▶ _WHAT TO PRODUCE_
Copy the items below word for word, from their start through the line that contains "negative clicks: (440, 542)", including that line. Leave the pictures out of your copy.

-- Opening Marker --

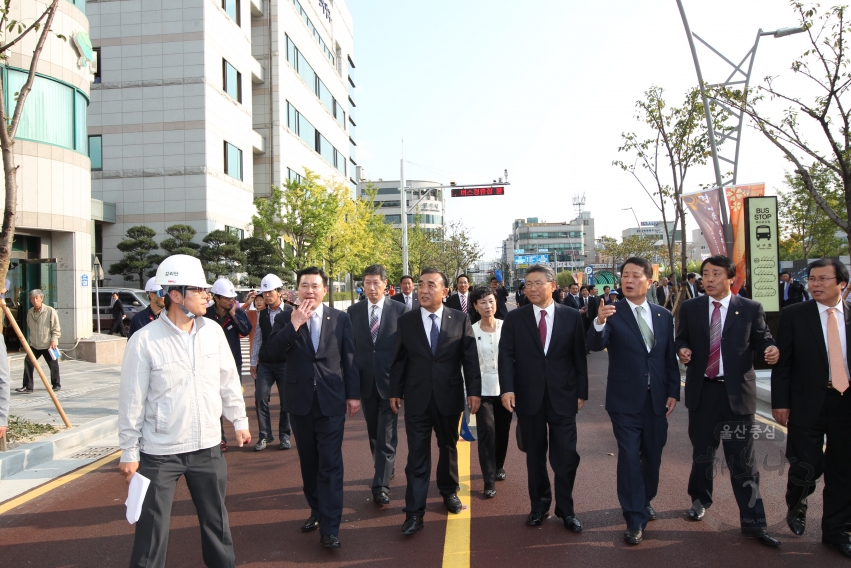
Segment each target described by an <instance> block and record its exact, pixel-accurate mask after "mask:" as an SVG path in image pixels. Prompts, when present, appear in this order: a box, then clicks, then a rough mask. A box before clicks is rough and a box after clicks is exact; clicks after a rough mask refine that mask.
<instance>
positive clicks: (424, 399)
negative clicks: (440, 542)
mask: <svg viewBox="0 0 851 568" xmlns="http://www.w3.org/2000/svg"><path fill="white" fill-rule="evenodd" d="M419 292H420V309H418V310H415V311H412V312H408V313H407V314H405V315H403V316H402V317H400V318H399V324H398V325H399V331H398V334H399V338H398V340H397V343H396V355H395V358H394V361H393V367H392V369H391V371H390V405H391V408H392V409H393V412H397V413H398V412H399V407H400V405H401V404H402V398H403V397H404V399H405V404H406V407H405V431H406V434H407V437H408V465H407V466H406V467H405V475H406V476H407V478H408V487H407V490H406V491H405V522H404V523H403V524H402V534H404V535H412V534H414V533H416V532H418V531H419V530H421V529H422V528H423V515H424V514H425V506H426V498H427V497H428V481H429V477H431V432H432V430H434V433H435V435H436V436H437V446H438V451H439V458H438V461H437V488H438V489H439V490H440V494H441V495H442V496H443V503H444V505H446V509H447V510H448V511H449V512H450V513H454V514H458V513H460V512H461V509H462V508H463V506H462V505H461V500H460V499H458V495H457V493H456V492H457V488H458V450H457V449H456V447H455V444H456V442H457V441H458V426H459V424H460V423H461V414H462V413H463V412H464V386H465V383H466V387H467V403H468V405H469V406H470V412H473V413H475V412H478V410H479V404H480V402H481V394H482V374H481V371H480V369H479V353H478V350H477V348H476V336H475V335H473V327H472V325H471V324H470V318H468V317H467V316H465V315H464V314H463V313H462V312H457V311H455V310H453V309H452V308H447V307H446V306H444V305H443V298H444V297H445V296H446V294H447V292H449V279H448V278H447V277H446V275H445V274H443V273H442V272H439V271H437V270H435V269H432V268H427V269H425V270H423V273H422V276H420V282H419ZM462 369H463V375H462V374H461V371H462Z"/></svg>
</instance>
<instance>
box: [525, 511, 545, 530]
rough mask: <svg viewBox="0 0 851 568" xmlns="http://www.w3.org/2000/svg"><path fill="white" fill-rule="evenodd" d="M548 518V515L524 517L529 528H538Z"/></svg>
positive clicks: (529, 513)
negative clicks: (531, 527) (533, 527)
mask: <svg viewBox="0 0 851 568" xmlns="http://www.w3.org/2000/svg"><path fill="white" fill-rule="evenodd" d="M549 518H550V514H549V513H535V512H532V513H529V516H528V517H526V524H527V525H529V526H530V527H539V526H541V525H542V524H544V521H545V520H547V519H549Z"/></svg>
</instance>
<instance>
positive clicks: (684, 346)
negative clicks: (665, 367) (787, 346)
mask: <svg viewBox="0 0 851 568" xmlns="http://www.w3.org/2000/svg"><path fill="white" fill-rule="evenodd" d="M710 300H711V298H710V297H709V296H701V297H700V298H695V299H693V300H686V301H685V302H683V304H682V306H681V307H680V315H679V322H678V326H679V327H678V333H677V340H676V342H675V347H676V349H677V351H679V350H680V349H682V348H683V347H686V348H688V349H691V351H692V355H691V362H690V363H689V364H688V372H687V373H686V407H687V408H688V409H689V410H693V409H696V408H697V407H698V405H699V404H700V393H701V391H702V390H703V385H704V382H705V381H704V379H703V377H704V375H705V374H706V366H707V362H708V361H709V302H710ZM772 345H775V343H774V339H772V337H771V332H770V331H769V330H768V327H767V326H766V325H765V312H764V311H763V310H762V305H761V304H760V303H759V302H754V301H753V300H748V299H747V298H741V297H739V296H734V295H731V297H730V307H729V308H728V310H727V319H726V320H725V321H724V329H723V332H722V335H721V357H722V360H723V362H724V386H725V387H726V389H727V396H728V398H729V399H730V407H731V408H732V410H733V412H734V413H736V414H739V415H748V414H753V413H754V412H756V373H754V370H753V355H752V354H751V350H753V351H755V352H757V353H759V354H762V353H763V352H765V350H766V349H767V348H768V347H770V346H772Z"/></svg>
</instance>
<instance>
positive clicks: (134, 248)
mask: <svg viewBox="0 0 851 568" xmlns="http://www.w3.org/2000/svg"><path fill="white" fill-rule="evenodd" d="M156 234H157V233H156V231H154V230H153V229H152V228H150V227H147V226H145V225H138V226H135V227H130V228H129V229H127V238H126V239H124V240H123V241H121V242H120V243H118V245H117V247H118V250H120V251H121V252H123V253H124V258H122V259H121V260H119V261H118V262H116V263H114V264H112V265H111V266H110V267H109V273H110V274H114V275H118V274H120V275H122V276H123V277H124V278H125V280H131V281H132V280H133V278H134V277H137V278H138V279H139V287H140V288H144V287H145V281H144V278H145V271H146V270H149V269H151V268H152V267H153V266H154V265H155V264H156V263H158V262H159V261H160V257H159V256H157V255H155V254H151V253H152V251H155V250H157V248H158V247H157V243H156V241H154V236H156Z"/></svg>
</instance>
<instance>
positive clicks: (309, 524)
mask: <svg viewBox="0 0 851 568" xmlns="http://www.w3.org/2000/svg"><path fill="white" fill-rule="evenodd" d="M318 528H319V517H310V518H309V519H307V520H306V521H304V524H303V525H301V531H302V532H310V531H315V530H316V529H318Z"/></svg>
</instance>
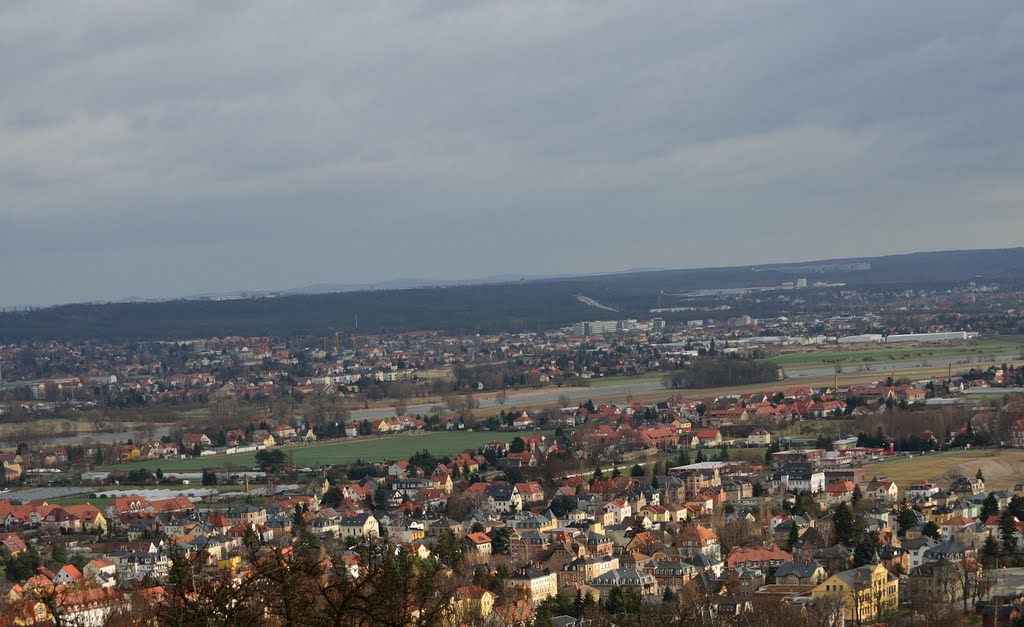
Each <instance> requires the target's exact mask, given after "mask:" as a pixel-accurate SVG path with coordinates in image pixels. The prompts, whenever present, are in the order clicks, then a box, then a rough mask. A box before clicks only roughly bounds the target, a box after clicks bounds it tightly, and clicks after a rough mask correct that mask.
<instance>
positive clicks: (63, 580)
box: [53, 563, 82, 586]
mask: <svg viewBox="0 0 1024 627" xmlns="http://www.w3.org/2000/svg"><path fill="white" fill-rule="evenodd" d="M80 581H82V572H81V571H79V570H78V568H77V567H76V566H74V565H71V563H68V565H65V566H62V567H60V570H59V571H57V574H56V577H54V578H53V583H55V584H65V585H69V586H74V585H76V584H77V583H78V582H80Z"/></svg>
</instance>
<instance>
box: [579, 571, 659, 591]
mask: <svg viewBox="0 0 1024 627" xmlns="http://www.w3.org/2000/svg"><path fill="white" fill-rule="evenodd" d="M590 585H591V586H593V587H594V588H596V589H598V590H600V591H601V596H604V595H605V594H606V593H607V592H609V591H610V590H611V589H612V588H632V589H634V590H636V591H638V592H640V594H641V595H643V596H652V595H654V594H657V579H655V578H654V575H652V574H650V573H646V572H644V571H639V570H637V569H615V570H614V571H610V572H608V573H605V574H604V575H599V576H597V577H595V578H594V580H593V581H591V582H590Z"/></svg>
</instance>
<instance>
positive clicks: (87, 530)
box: [63, 503, 106, 534]
mask: <svg viewBox="0 0 1024 627" xmlns="http://www.w3.org/2000/svg"><path fill="white" fill-rule="evenodd" d="M63 510H65V511H67V512H68V513H70V514H74V515H75V516H77V517H78V519H79V521H80V522H81V524H82V531H84V532H92V533H95V532H99V533H103V534H105V533H106V516H104V515H103V512H102V511H100V510H99V508H98V507H96V506H95V505H92V504H89V503H84V504H82V505H65V507H63Z"/></svg>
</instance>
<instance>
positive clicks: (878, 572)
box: [811, 563, 899, 624]
mask: <svg viewBox="0 0 1024 627" xmlns="http://www.w3.org/2000/svg"><path fill="white" fill-rule="evenodd" d="M811 596H813V597H814V598H815V599H823V598H829V597H839V598H840V599H842V602H843V618H844V619H845V620H846V621H848V622H855V623H858V624H859V623H862V622H864V621H873V620H877V619H878V618H880V617H882V616H884V615H886V614H887V613H890V612H895V611H896V610H897V609H898V605H899V578H898V577H896V576H895V575H893V574H892V573H890V572H889V571H888V570H887V569H886V567H884V566H882V565H881V563H874V565H867V566H862V567H860V568H856V569H852V570H849V571H843V572H842V573H837V574H835V575H833V576H831V577H829V578H828V579H826V580H824V581H823V582H821V583H820V584H818V585H817V586H816V587H815V588H814V589H813V590H811Z"/></svg>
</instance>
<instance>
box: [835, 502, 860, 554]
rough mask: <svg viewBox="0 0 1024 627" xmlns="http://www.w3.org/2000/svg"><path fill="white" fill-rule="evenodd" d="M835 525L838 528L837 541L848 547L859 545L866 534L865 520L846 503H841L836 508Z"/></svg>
mask: <svg viewBox="0 0 1024 627" xmlns="http://www.w3.org/2000/svg"><path fill="white" fill-rule="evenodd" d="M833 524H834V525H835V526H836V539H837V540H839V542H840V544H845V545H846V546H853V545H855V544H857V543H858V542H859V541H860V537H861V536H862V535H863V533H864V522H863V520H861V519H860V516H858V515H856V514H854V513H853V511H852V510H851V509H850V507H849V506H848V505H847V504H846V503H840V504H839V506H838V507H836V513H835V514H834V515H833Z"/></svg>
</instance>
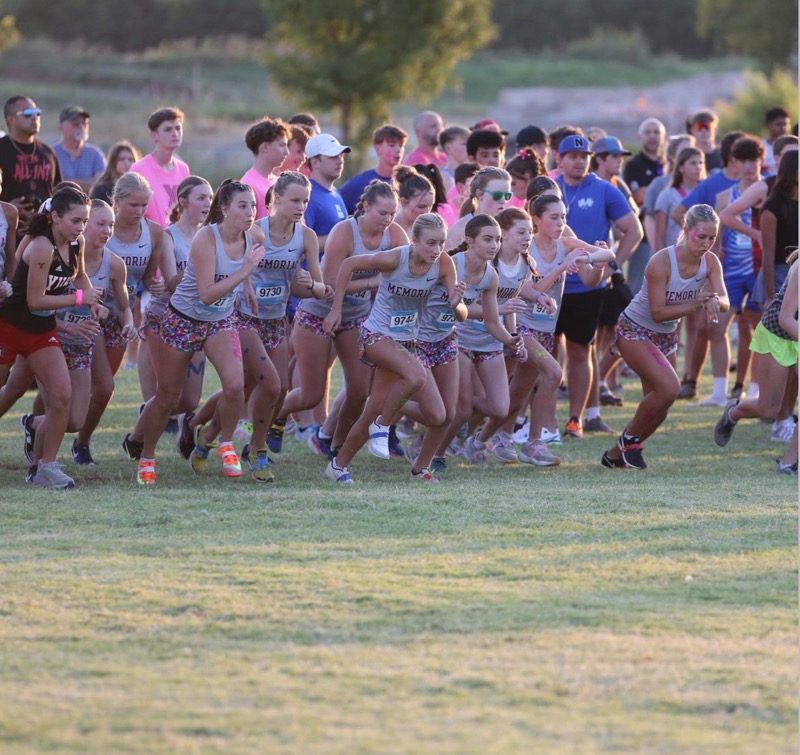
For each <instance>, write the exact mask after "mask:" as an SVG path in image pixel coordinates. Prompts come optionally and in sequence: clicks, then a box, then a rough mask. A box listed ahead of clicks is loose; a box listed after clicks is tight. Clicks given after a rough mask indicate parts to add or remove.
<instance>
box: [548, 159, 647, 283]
mask: <svg viewBox="0 0 800 755" xmlns="http://www.w3.org/2000/svg"><path fill="white" fill-rule="evenodd" d="M556 183H557V184H558V186H559V188H560V189H561V196H562V197H563V198H564V204H565V205H566V207H567V225H569V227H570V228H571V229H572V230H573V231H574V233H575V235H576V236H577V237H578V238H579V239H581V240H582V241H585V242H586V243H587V244H595V243H596V242H597V241H605V242H606V243H607V244H608V246H609V247H610V248H612V249H613V248H614V244H613V237H612V236H611V230H612V227H613V225H614V223H615V222H616V221H617V220H619V219H620V218H623V217H625V215H632V214H633V210H631V206H630V204H629V203H628V200H627V199H625V195H624V194H623V193H622V192H621V191H620V190H619V189H618V188H617V187H616V186H612V185H611V184H610V183H609V182H608V181H604V180H603V179H602V178H598V177H597V176H596V175H595V174H594V173H589V174H588V175H587V176H586V177H585V178H584V179H583V181H581V183H580V184H579V185H578V186H567V185H566V184H565V183H564V176H562V175H559V176H558V178H556ZM605 285H607V281H602V282H601V283H600V284H599V286H596V288H600V287H602V286H605ZM592 290H593V289H591V288H587V287H586V286H584V285H583V283H582V282H581V279H580V276H579V275H578V274H577V273H573V274H572V275H568V276H567V279H566V283H565V285H564V293H565V294H582V293H586V292H587V291H592Z"/></svg>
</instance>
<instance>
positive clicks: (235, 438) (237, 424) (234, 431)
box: [233, 419, 253, 443]
mask: <svg viewBox="0 0 800 755" xmlns="http://www.w3.org/2000/svg"><path fill="white" fill-rule="evenodd" d="M252 434H253V423H252V422H251V421H250V420H249V419H240V420H239V421H238V422H237V423H236V429H235V430H234V431H233V439H234V440H235V441H236V442H237V443H241V442H242V441H243V440H250V436H251V435H252Z"/></svg>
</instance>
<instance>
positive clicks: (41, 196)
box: [0, 136, 61, 210]
mask: <svg viewBox="0 0 800 755" xmlns="http://www.w3.org/2000/svg"><path fill="white" fill-rule="evenodd" d="M0 168H1V169H2V170H3V191H2V193H0V200H2V201H4V202H10V201H11V200H12V199H18V198H19V197H25V196H30V197H35V198H36V200H38V201H34V209H37V210H38V209H39V204H40V203H41V202H44V200H45V199H47V198H48V197H49V196H52V194H53V188H54V187H55V185H56V184H58V183H61V168H60V166H59V164H58V158H57V157H56V153H55V152H53V150H52V149H50V147H48V146H47V145H46V144H45V143H44V142H42V141H40V140H39V139H34V140H33V144H20V143H19V142H12V140H11V137H10V136H4V137H3V138H2V139H0Z"/></svg>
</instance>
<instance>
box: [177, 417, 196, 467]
mask: <svg viewBox="0 0 800 755" xmlns="http://www.w3.org/2000/svg"><path fill="white" fill-rule="evenodd" d="M192 417H194V412H186V414H182V415H181V416H180V419H179V420H178V425H179V426H180V431H179V432H178V453H179V454H180V455H181V456H183V458H184V459H187V460H188V459H189V457H190V456H191V455H192V449H193V448H194V433H193V432H192V428H191V426H190V425H189V423H190V422H191V421H192Z"/></svg>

-- Closing Marker --

▶ _OUTPUT FOR THIS TASK_
Segment each target described by an <instance> block and record its exact, pixel-accurate mask after "mask:" as an SVG path in image pixels. Prompts, when present, appear in this order: a box, then clicks, then a rough mask. A box before clicks is rough and a box after clicks is exact; clicks after a rough mask refine that mask.
<instance>
positive clicks: (424, 399)
negative clicks: (440, 542)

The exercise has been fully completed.